Task description ->
Return, unchanged and with no pictures, the lines below from the very first through the one that contains "column 377, row 252".

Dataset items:
══════════
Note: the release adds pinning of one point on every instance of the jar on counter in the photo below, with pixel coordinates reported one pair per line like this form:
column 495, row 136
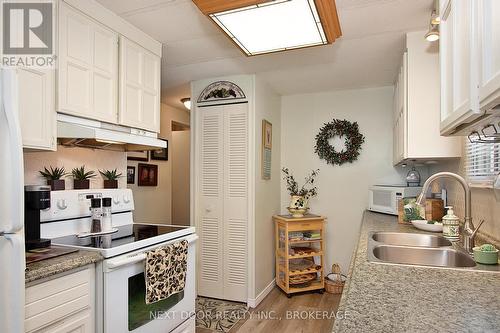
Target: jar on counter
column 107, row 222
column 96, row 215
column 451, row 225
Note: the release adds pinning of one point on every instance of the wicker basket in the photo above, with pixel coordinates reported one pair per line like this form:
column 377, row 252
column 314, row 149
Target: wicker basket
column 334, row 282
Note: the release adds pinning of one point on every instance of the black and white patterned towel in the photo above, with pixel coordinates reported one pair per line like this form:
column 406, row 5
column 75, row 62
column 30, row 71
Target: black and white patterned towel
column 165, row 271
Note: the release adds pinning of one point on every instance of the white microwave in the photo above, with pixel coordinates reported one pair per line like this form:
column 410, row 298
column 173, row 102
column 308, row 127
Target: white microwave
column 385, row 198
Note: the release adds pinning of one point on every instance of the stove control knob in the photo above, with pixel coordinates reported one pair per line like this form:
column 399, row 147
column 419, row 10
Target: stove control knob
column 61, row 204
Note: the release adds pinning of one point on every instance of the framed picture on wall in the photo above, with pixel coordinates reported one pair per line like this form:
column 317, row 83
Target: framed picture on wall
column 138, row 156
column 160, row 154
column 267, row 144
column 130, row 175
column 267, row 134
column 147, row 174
══════════
Written answer ->
Note: the release adds pinning of one point on every instance of the jar on counter in the photo below, with pixel coordinates reported one pair per line like this form:
column 495, row 136
Target: jar on counter
column 107, row 222
column 96, row 215
column 451, row 225
Note: the release adds pinning of one point on every instance of the wicker basket in the photo above, with pixel coordinates reported one pair per line like this form:
column 377, row 252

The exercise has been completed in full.